### Task objective
Convert the lines of the records into a numbered list, beginning with the line that contains "# test: point to the white snow" and continuing through the last line of the records. Skip any blank lines.

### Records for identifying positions
________________________________________

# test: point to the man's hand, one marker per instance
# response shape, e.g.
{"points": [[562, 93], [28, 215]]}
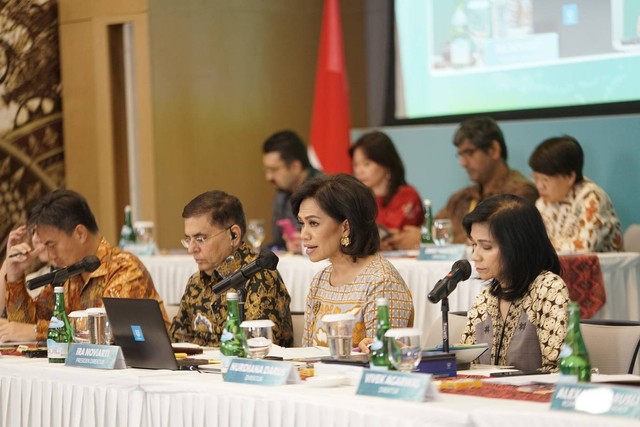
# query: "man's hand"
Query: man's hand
{"points": [[407, 238], [19, 254], [16, 331]]}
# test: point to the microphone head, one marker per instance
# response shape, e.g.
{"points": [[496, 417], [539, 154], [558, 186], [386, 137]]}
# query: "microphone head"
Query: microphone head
{"points": [[90, 263], [267, 260], [464, 267]]}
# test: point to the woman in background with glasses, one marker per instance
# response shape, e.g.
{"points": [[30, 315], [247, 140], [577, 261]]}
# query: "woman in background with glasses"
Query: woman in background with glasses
{"points": [[377, 165], [214, 231]]}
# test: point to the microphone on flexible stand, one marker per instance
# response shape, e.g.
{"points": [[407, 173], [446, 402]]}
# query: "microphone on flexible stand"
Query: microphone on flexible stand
{"points": [[266, 260], [460, 271], [87, 264]]}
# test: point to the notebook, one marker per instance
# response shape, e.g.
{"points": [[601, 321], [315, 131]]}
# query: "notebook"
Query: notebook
{"points": [[138, 328]]}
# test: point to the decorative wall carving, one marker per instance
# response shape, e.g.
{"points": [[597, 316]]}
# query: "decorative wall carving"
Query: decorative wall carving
{"points": [[31, 146]]}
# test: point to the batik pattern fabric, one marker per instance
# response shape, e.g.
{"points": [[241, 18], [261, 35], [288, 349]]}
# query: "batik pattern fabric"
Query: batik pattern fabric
{"points": [[466, 200], [378, 279], [531, 335], [202, 312], [404, 208], [120, 275], [585, 221]]}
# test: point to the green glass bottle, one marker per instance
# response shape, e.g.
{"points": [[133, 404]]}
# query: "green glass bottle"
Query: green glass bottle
{"points": [[232, 338], [574, 359], [379, 357], [60, 333], [127, 234], [426, 233]]}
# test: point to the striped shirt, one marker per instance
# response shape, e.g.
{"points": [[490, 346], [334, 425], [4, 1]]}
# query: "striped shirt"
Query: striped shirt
{"points": [[378, 279]]}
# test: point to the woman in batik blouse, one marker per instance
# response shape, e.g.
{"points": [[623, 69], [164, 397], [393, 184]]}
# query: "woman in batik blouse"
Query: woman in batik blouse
{"points": [[522, 313], [338, 219], [577, 213]]}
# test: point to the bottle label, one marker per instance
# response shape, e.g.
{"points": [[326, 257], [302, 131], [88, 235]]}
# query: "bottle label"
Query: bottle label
{"points": [[376, 345], [567, 379], [57, 350], [55, 323], [226, 336], [565, 351]]}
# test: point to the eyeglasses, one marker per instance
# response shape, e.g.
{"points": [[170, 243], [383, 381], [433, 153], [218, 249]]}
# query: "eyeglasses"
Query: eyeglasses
{"points": [[200, 239], [467, 153]]}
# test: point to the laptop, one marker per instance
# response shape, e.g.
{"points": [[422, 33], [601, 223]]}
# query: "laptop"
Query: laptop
{"points": [[138, 328]]}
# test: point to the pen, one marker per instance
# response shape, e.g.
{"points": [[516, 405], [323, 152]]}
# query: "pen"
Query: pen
{"points": [[18, 253]]}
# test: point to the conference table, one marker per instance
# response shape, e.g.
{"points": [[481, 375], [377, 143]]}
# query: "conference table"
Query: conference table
{"points": [[36, 393], [620, 272]]}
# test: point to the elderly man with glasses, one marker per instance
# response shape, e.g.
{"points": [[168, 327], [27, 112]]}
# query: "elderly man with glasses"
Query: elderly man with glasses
{"points": [[214, 229]]}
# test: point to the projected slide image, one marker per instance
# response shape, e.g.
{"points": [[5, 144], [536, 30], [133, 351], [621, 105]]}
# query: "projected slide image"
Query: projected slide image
{"points": [[458, 57]]}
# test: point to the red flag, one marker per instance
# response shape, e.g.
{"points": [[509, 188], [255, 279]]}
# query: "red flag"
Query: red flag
{"points": [[331, 120]]}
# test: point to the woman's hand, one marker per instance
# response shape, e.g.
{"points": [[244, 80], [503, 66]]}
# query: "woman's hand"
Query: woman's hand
{"points": [[364, 345]]}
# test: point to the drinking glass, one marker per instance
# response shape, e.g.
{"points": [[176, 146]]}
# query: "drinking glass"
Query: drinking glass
{"points": [[442, 232], [258, 337], [340, 334], [255, 233], [79, 323], [404, 348]]}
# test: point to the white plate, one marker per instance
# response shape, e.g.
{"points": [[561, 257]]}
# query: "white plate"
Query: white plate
{"points": [[465, 353]]}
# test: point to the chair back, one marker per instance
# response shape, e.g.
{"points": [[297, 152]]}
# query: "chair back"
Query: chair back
{"points": [[632, 238], [297, 319], [613, 345]]}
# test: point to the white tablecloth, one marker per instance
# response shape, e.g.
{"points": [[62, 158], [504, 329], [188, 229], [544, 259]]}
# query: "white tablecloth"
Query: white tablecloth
{"points": [[35, 393], [621, 273]]}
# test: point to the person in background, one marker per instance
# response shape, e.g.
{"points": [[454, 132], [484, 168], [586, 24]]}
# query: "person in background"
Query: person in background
{"points": [[482, 152], [338, 217], [578, 214], [214, 230], [66, 226], [286, 166], [377, 165], [17, 236], [522, 314]]}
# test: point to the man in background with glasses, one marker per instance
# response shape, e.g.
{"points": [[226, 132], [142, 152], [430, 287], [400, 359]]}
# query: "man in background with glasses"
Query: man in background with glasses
{"points": [[286, 166], [214, 230], [482, 152]]}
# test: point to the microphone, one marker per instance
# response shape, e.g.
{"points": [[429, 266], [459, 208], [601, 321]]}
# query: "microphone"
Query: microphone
{"points": [[266, 260], [460, 271], [89, 263]]}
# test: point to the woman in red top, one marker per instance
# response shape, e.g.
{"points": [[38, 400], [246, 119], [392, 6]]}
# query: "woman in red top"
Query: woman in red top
{"points": [[376, 164]]}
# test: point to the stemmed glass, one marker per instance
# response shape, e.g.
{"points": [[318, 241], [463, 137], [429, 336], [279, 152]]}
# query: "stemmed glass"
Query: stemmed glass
{"points": [[255, 233], [404, 348]]}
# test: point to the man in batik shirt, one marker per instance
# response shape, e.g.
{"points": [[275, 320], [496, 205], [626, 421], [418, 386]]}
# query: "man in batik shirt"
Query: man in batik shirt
{"points": [[214, 229], [65, 224]]}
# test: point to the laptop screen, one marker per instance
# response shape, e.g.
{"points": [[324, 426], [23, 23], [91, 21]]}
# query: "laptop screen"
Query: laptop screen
{"points": [[138, 328]]}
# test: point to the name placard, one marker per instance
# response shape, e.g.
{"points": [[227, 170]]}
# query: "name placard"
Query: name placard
{"points": [[396, 385], [261, 372], [441, 252], [95, 356], [597, 399]]}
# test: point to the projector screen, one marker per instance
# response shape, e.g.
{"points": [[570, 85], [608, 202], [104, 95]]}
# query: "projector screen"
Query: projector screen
{"points": [[524, 58]]}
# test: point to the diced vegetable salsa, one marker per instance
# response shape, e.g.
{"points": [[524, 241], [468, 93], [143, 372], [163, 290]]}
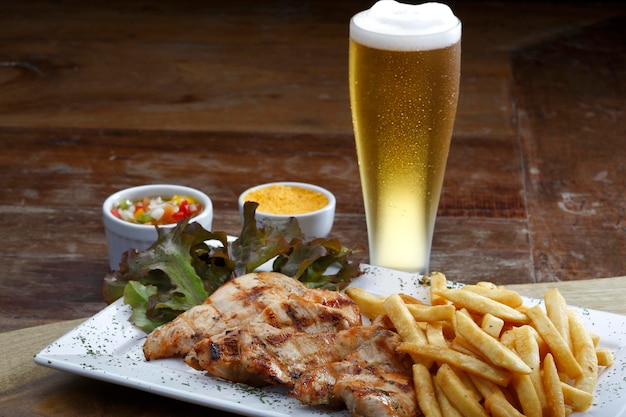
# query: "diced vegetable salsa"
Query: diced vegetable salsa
{"points": [[158, 210]]}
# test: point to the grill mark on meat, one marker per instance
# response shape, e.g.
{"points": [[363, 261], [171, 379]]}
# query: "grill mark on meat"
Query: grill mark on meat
{"points": [[233, 303], [265, 328]]}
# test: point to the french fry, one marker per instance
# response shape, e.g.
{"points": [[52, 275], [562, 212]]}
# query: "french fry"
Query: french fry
{"points": [[447, 409], [434, 334], [556, 310], [438, 282], [434, 313], [552, 386], [527, 395], [584, 352], [561, 352], [480, 304], [369, 304], [405, 325], [425, 391], [478, 352], [575, 398], [492, 325], [458, 360], [459, 396], [499, 406], [527, 348], [490, 348], [605, 357]]}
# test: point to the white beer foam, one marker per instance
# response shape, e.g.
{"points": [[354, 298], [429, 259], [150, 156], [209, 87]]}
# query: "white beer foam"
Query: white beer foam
{"points": [[406, 27]]}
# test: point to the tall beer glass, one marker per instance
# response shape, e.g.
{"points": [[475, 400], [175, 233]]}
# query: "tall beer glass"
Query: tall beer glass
{"points": [[404, 86]]}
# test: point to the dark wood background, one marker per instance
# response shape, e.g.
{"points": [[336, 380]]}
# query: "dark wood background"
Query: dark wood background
{"points": [[99, 96]]}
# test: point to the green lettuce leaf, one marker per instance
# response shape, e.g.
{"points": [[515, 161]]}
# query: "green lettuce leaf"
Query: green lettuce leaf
{"points": [[187, 263]]}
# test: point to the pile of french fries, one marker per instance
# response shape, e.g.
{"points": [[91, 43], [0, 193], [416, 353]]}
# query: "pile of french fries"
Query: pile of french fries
{"points": [[479, 351]]}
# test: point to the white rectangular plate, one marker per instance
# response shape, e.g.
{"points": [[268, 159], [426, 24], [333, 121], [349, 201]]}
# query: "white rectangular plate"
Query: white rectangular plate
{"points": [[107, 347]]}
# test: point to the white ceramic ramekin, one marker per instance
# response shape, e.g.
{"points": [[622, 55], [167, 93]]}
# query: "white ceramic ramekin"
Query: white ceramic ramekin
{"points": [[313, 224], [122, 235]]}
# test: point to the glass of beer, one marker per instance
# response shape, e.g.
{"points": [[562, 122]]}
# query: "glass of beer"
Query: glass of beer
{"points": [[404, 86]]}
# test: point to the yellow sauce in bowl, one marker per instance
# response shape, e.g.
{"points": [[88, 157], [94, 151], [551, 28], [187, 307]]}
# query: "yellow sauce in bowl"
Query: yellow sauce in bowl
{"points": [[286, 199]]}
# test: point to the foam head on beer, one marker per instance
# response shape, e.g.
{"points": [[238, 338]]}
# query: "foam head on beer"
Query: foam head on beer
{"points": [[396, 26]]}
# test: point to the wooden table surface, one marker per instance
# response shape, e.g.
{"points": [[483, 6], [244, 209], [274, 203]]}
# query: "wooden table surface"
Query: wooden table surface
{"points": [[99, 97]]}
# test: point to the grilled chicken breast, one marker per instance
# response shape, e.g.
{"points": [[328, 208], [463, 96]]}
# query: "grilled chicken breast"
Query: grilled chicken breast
{"points": [[259, 354], [268, 329], [244, 298], [373, 380], [234, 302]]}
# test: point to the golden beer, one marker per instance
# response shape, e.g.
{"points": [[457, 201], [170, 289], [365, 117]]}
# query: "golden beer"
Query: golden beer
{"points": [[404, 103]]}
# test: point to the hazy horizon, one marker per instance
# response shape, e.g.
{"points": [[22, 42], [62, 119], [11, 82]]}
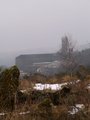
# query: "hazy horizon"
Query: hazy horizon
{"points": [[37, 26]]}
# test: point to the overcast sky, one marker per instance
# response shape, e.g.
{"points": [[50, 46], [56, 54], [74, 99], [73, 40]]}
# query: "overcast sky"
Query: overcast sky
{"points": [[33, 26]]}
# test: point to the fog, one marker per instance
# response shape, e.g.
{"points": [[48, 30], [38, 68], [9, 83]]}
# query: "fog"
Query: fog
{"points": [[36, 26]]}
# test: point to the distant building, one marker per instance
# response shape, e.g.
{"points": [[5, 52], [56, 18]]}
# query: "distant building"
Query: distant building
{"points": [[51, 63], [33, 63]]}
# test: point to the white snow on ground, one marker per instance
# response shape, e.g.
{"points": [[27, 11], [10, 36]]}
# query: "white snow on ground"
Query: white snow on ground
{"points": [[21, 113], [40, 86], [76, 109]]}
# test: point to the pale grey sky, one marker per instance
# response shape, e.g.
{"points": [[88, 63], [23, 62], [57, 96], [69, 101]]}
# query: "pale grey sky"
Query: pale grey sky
{"points": [[33, 26]]}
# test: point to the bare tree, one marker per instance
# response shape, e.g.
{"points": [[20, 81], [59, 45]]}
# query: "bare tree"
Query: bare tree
{"points": [[69, 61]]}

________________________________________

### Exercise output
1. # test: point to the white snow on ground, one marker per instance
2. # response shape, e.g.
3. {"points": [[27, 11], [10, 36]]}
4. # query: "white snow on ground"
5. Query: white snow on ground
6. {"points": [[21, 113], [40, 86], [76, 109]]}
7. # test: point to the pale grey sky, one marker per instance
8. # response shape, e.g.
9. {"points": [[88, 63], [23, 62], [57, 96], [69, 101]]}
10. # query: "pale grey sky"
11. Query: pale grey sky
12. {"points": [[33, 26]]}
13. # test: point to the bare tree, one marker per instance
14. # response shape, e.g.
15. {"points": [[20, 81], [59, 45]]}
16. # query: "bare tree"
17. Query: bare tree
18. {"points": [[69, 61]]}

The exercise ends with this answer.